*Short task*.
Report each line of the entries below that contains the string "deck". Case counts.

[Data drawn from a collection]
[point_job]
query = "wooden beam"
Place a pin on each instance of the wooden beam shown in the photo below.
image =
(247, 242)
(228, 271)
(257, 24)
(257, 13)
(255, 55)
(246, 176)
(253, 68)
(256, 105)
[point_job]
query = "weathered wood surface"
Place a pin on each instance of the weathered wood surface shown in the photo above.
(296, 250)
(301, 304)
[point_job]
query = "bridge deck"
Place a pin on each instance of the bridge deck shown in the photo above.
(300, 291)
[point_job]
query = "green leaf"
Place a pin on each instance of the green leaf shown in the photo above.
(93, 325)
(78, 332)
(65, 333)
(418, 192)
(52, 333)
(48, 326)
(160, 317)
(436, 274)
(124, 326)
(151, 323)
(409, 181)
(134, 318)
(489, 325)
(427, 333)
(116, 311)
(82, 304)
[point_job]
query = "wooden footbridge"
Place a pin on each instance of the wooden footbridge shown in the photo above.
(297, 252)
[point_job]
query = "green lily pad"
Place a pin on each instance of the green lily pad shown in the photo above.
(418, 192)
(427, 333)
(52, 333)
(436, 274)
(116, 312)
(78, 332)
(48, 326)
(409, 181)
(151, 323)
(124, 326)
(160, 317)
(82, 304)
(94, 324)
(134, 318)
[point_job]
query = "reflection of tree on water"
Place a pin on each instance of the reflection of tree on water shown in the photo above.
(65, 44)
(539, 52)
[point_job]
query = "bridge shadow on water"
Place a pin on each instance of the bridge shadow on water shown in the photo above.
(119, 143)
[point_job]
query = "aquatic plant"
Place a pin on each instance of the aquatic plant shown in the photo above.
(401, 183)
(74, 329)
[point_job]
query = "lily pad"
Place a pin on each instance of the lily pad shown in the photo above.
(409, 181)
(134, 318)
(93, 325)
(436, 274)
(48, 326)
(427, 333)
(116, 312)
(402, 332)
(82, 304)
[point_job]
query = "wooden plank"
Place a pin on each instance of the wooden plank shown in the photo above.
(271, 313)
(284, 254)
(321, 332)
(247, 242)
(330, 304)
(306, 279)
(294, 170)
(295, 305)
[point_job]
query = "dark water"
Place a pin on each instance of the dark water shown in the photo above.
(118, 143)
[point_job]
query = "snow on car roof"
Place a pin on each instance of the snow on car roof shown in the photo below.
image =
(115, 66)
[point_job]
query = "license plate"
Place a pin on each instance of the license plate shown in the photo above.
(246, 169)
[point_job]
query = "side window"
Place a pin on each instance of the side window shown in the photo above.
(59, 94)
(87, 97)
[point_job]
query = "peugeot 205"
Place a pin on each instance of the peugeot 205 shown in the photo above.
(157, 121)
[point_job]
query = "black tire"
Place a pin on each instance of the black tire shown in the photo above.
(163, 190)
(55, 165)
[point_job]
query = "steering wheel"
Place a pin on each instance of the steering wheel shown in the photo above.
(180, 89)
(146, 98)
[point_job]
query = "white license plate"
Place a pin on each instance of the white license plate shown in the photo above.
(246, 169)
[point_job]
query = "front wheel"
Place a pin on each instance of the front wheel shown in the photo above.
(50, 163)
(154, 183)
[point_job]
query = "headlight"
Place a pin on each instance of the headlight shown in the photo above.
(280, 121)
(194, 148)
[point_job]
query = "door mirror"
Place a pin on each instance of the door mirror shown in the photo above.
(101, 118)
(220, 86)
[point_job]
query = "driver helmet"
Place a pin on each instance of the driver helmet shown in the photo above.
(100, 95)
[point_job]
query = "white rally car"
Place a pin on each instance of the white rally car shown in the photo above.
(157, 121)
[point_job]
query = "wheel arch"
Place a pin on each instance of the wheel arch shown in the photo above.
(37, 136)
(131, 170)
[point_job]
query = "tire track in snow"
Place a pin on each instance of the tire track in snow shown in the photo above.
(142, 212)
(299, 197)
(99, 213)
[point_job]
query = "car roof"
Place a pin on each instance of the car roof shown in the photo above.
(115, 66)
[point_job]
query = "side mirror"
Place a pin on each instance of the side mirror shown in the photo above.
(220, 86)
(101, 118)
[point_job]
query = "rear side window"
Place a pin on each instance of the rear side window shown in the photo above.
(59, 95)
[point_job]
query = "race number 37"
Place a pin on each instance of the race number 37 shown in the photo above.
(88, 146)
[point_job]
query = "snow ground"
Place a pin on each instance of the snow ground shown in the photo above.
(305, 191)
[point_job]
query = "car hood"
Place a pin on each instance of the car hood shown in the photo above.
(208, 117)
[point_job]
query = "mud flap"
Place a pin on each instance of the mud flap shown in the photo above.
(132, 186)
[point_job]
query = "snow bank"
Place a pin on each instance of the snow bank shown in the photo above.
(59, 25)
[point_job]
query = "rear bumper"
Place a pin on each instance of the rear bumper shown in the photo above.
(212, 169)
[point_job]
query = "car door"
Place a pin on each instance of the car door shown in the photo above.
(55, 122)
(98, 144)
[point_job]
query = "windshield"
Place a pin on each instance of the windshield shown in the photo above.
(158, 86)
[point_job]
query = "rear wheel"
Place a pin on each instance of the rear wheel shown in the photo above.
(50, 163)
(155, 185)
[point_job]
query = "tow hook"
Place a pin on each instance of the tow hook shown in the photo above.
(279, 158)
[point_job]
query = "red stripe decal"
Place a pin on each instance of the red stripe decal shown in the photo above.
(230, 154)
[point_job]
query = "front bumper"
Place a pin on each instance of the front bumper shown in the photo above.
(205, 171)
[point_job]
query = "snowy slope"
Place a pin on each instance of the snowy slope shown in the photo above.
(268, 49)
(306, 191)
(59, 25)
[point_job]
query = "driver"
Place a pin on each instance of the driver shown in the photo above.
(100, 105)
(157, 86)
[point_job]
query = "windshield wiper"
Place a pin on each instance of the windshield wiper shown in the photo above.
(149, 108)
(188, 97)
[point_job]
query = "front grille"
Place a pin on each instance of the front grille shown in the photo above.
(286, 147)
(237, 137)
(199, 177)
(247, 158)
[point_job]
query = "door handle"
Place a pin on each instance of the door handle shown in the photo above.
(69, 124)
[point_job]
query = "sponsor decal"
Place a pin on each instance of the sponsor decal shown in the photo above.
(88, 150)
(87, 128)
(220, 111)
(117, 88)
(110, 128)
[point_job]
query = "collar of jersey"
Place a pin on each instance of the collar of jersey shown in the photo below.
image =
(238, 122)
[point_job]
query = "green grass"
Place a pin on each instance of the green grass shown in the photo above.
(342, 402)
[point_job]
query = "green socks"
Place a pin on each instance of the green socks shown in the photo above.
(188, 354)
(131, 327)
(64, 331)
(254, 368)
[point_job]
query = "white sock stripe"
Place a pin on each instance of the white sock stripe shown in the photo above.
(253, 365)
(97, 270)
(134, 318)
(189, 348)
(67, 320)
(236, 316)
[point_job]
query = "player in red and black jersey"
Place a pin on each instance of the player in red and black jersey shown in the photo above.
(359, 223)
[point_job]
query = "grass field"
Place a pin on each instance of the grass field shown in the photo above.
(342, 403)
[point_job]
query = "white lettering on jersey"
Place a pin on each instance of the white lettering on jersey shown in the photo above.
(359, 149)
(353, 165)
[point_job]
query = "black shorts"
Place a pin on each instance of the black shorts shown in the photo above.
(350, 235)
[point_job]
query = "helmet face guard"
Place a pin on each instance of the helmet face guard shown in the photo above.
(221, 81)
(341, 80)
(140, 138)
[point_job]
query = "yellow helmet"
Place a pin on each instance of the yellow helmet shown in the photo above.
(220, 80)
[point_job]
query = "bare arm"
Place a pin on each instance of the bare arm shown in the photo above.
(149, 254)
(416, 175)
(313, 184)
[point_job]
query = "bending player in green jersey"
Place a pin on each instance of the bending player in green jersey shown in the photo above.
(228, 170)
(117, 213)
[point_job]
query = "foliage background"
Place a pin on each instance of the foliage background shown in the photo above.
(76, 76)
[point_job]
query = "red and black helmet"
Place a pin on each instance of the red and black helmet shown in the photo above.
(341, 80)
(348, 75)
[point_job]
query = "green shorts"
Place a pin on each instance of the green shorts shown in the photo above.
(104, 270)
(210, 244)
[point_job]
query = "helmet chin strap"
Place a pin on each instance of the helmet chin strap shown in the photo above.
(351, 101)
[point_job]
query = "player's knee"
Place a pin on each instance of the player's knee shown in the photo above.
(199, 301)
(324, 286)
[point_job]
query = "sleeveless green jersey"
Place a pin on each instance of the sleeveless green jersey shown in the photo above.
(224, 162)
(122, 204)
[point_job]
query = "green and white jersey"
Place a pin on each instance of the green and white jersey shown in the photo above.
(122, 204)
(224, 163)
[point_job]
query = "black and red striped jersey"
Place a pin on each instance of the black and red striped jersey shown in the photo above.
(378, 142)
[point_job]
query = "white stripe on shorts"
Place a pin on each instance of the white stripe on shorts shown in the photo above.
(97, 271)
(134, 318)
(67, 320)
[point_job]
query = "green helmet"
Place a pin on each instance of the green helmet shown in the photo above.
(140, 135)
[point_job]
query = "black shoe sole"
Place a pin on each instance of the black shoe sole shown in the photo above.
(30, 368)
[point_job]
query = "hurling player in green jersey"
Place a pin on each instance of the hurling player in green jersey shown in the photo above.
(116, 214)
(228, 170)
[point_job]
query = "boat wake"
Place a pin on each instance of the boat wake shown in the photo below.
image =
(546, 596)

*Reply*.
query = "bridge deck"
Place a pin on each instance of the bridge deck shown in the photo above.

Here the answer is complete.